**EXERCISE TASK:** The entries below are to be transcribed in full, without their images.

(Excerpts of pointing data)
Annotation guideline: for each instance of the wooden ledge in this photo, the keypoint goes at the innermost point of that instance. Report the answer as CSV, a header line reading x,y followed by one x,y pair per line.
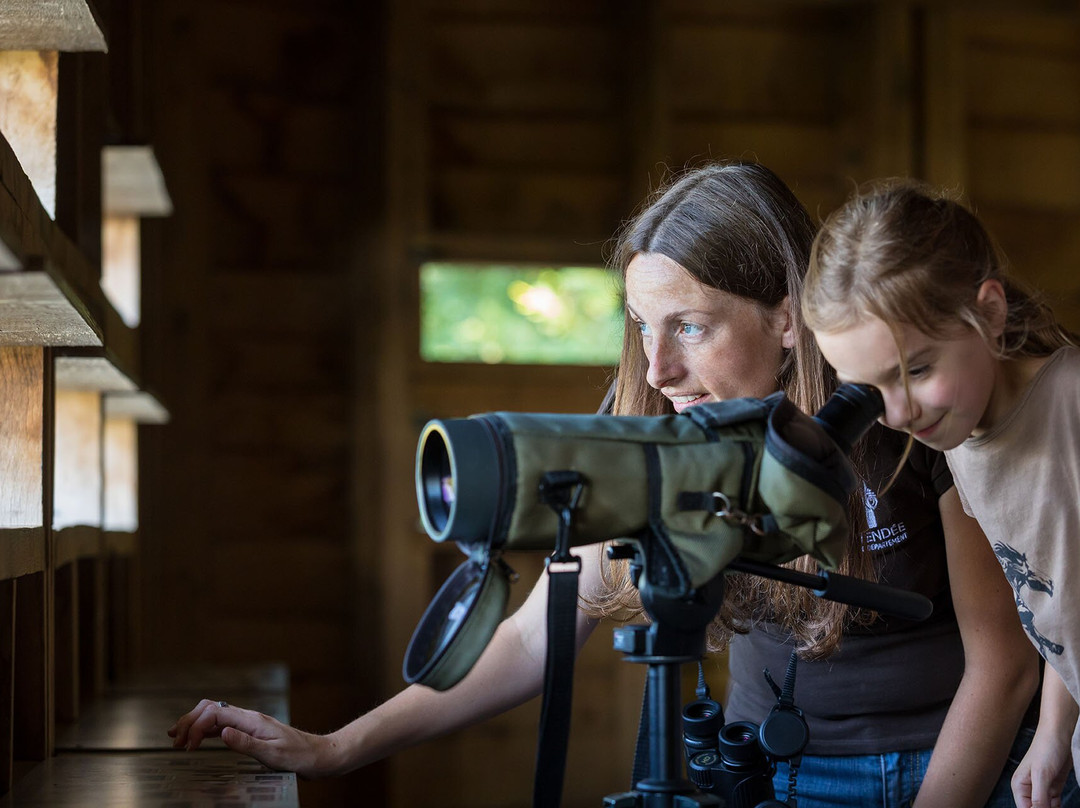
x,y
133,184
80,541
137,722
153,780
58,25
22,551
140,406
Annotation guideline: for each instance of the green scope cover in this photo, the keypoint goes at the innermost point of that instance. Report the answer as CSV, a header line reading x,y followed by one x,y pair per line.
x,y
765,456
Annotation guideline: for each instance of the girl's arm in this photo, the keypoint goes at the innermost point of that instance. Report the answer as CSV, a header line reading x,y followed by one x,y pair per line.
x,y
509,672
1000,674
1042,772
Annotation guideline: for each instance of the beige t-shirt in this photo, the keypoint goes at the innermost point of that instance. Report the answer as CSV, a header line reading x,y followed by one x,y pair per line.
x,y
1022,482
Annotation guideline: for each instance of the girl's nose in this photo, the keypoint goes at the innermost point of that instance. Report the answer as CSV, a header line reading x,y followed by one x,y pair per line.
x,y
899,409
663,363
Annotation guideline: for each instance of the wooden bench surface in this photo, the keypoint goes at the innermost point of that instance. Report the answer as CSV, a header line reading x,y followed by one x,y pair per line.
x,y
138,721
153,780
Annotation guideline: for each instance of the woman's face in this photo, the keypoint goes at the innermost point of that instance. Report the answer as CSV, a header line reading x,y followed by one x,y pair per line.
x,y
702,344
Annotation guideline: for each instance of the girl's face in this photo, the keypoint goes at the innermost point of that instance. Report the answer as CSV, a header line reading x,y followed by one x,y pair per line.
x,y
702,344
952,381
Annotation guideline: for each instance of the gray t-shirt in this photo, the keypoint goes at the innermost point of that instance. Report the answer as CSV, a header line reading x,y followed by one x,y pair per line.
x,y
890,685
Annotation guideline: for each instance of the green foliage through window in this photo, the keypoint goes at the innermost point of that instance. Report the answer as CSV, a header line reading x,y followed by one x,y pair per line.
x,y
514,314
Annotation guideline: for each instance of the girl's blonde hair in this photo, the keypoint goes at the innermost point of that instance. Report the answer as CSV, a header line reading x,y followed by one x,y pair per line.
x,y
737,227
909,254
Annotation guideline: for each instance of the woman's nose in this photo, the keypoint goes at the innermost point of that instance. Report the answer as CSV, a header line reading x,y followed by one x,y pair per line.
x,y
663,363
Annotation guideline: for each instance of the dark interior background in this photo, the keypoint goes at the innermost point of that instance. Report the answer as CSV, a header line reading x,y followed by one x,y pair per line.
x,y
318,152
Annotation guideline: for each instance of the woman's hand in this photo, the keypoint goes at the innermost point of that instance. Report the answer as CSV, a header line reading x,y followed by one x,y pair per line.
x,y
272,743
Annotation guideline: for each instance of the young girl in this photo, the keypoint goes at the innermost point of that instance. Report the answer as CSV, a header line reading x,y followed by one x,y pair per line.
x,y
713,267
906,291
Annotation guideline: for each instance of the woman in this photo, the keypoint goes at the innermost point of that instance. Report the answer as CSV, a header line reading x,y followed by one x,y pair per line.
x,y
713,269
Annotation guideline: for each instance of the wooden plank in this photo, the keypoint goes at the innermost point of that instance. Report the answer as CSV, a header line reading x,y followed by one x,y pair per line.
x,y
542,65
242,571
142,406
197,679
22,551
748,69
35,310
7,682
22,423
1025,169
283,301
790,147
526,142
66,643
136,722
121,542
75,542
120,505
92,372
577,204
93,627
154,780
58,25
133,184
496,246
78,470
945,159
28,84
34,699
1038,89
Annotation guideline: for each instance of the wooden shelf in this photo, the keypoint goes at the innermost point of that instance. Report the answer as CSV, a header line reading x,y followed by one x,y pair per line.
x,y
140,406
72,543
22,551
133,184
58,25
137,722
153,780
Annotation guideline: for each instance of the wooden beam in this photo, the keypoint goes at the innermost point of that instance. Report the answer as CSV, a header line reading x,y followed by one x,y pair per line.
x,y
58,25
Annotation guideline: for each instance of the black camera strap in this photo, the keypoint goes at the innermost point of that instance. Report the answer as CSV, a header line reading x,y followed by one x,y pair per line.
x,y
561,492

**EXERCISE ANSWER:**
Annotation guideline: for each instance of the wooden ledge in this photo, the keypoint goes at the innermost point of that instance. Report the answer as CSV, a header line reading x,y followed by one x,y pair per line.
x,y
133,184
80,541
137,722
153,780
58,25
22,551
140,406
Annotation guideline: for each instance of the green scope cover in this photo, the keypoint goes at the innermost point of that instance. Report the answer as CSV, a header line reading x,y followed by one x,y pair per line.
x,y
765,456
Annotation guideline: for each instance of the girl's arm in this photo, the keypoint goes at the innermost point of that instance. Report the answer as CSV, a header line reading x,y followed by one x,y pair per line.
x,y
509,672
1000,674
1042,772
Annotation guideline: for each instance of the beige t-shirt in this photo, the keypoint goes at the innermost point of that instance. Report the answer as CSV, a header line reading x,y followed by one x,y pair per line.
x,y
1022,482
Annotation guideline: for each instance of the girl's nose in this photo, the keypoint goes at the innermost point of that instance. Report the answer as CSV, a header line reading x,y followed by one x,y pair per line.
x,y
899,409
663,363
Annotation guideline: for each instance of the wooden bench surface in this photo, the keypoint goes at the innermost point of that instance. Report the answer as CSV, a header line reading x,y followed by one x,y pair per line.
x,y
138,721
153,780
Annotation guideline: for each instance of the woman's face in this photo, the keypoint goes at the innermost point of that instance. Report the answer as CSV, a header line reading x,y followed by one x,y pair per line.
x,y
702,344
Annotation guideline: for each instance of the girl's face in this photo, the keypoint goes at the innermost point of that instance. Report the answer as CSV, a header line reading x,y followed by one x,y pair per line.
x,y
702,344
952,381
Annotation guideline: for each instance of the gray t-shirt in this photo, the keypoint goes at the innermost point of that instance. Report the answer as CSV, a header line reading x,y followed by one x,y pair per line.
x,y
890,685
Annotation guideline: for each instance of the green foliage through window in this photo, the keypoint goes at the innermost point of that instance. Report the answer as CSV, a header line reading x,y followed by one x,y pair per line.
x,y
514,314
Annotation guideline: for each instance of the girl's blonde hair in this photo, the keypoint goes at the innermost point of that instance. Report the answer as CSV, a header line reading x,y followed by one x,y pair per line.
x,y
737,227
909,254
Annotation guideline: for each instance of the woman's nose in this photo, the keypoint goes at the innermost point of that instance. Report the answer as CSV, a header line reading x,y followed by one x,y pair per line.
x,y
663,363
Annotation guideline: for each instance of the dark interior background in this photo, the keypoint goes at the innermost point of that instance. Report the answer as CSV, a header line reading x,y followed by one x,y pair per line.
x,y
318,152
Annotation guideline: for each instance of the woman's hand in this photo, the keypoint goes at the innermost point of that instance. Report the answer as CSV, a header line reading x,y followed by one x,y pair per line.
x,y
272,743
Annotation guideline: for each instance of the young girl in this photo, the keypoint goes at the innermost point of that instance. Report the answer as CSV, a header line reading x,y followed by one x,y pair per line.
x,y
713,267
906,291
Annotation guideline: for each instance of the woman in this photo, the keypoint goes at the innermost point of that instance. Report the answer as CSV, a header line reading x,y followed by one x,y pair per line.
x,y
713,269
Annotation guideline: for each instance of the wooden plank in this photo, the keypoint goes at the innermost point of that instance. Report the answer as CSV, a header line reading x,y followed by one x,y pair per line.
x,y
542,65
242,571
142,406
197,679
22,551
748,69
35,310
7,682
22,423
1025,169
283,301
790,147
526,142
66,643
136,722
121,542
75,542
120,505
92,372
577,204
93,627
154,780
58,25
133,184
496,246
78,470
945,159
28,84
34,699
1038,89
Annotation guideline: for each instance of the wooden shelf in this photo, the keypoint goes at the innermost point of that instance. Report the answer as CSV, a header line reading x,y followed by one x,y pair per line.
x,y
140,406
72,543
22,551
133,184
58,25
137,722
153,780
Annotation guideline: for each instance of the wooden beam in this photo, the keypoint goes at the innermost point of that instance. Report the answer as CSV, a header line reading x,y followed by one x,y pair per line.
x,y
58,25
Annotation guideline: for each instance of the black camera strap in this photo, the keypoint goes at the innermost point of that instance. Report the answer as CSV, a header line reading x,y followed by one x,y pair per line.
x,y
561,492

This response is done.